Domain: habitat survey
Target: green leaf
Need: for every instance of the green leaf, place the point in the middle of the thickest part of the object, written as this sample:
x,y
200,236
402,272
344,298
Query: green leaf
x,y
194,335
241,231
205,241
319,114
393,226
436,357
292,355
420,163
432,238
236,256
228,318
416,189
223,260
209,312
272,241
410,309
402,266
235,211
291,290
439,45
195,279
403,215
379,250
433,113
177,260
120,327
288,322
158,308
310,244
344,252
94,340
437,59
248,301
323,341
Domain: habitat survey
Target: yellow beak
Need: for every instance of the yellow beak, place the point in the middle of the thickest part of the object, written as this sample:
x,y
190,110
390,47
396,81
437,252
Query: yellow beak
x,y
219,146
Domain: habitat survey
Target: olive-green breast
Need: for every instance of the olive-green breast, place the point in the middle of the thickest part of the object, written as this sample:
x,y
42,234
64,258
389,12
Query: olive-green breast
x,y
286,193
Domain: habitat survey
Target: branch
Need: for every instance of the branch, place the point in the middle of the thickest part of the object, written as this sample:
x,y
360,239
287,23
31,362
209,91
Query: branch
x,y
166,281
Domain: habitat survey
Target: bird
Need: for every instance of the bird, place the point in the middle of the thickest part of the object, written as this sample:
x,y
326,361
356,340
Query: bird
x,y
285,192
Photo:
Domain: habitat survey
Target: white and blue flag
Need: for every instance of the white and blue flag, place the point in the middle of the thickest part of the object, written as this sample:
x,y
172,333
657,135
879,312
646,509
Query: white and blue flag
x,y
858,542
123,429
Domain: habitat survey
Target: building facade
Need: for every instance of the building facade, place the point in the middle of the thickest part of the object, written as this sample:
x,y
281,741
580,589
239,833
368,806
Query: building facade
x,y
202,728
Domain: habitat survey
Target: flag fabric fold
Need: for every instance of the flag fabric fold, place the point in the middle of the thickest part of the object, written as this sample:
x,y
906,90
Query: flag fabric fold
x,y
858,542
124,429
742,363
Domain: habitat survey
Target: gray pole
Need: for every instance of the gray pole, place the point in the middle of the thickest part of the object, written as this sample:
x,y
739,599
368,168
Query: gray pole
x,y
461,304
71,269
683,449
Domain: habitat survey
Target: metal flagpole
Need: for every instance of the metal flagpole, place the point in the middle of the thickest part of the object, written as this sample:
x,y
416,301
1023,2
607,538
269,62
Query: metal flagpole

==========

Read through the entries and copy each line in which "Target" appears.

Response:
Target: green leaf
Target: yellow beak
Target: olive-green breast
Target: branch
Target: bird
Target: white and blue flag
Target: building facade
Target: flag fabric fold
Target: gray pole
Target: metal flagpole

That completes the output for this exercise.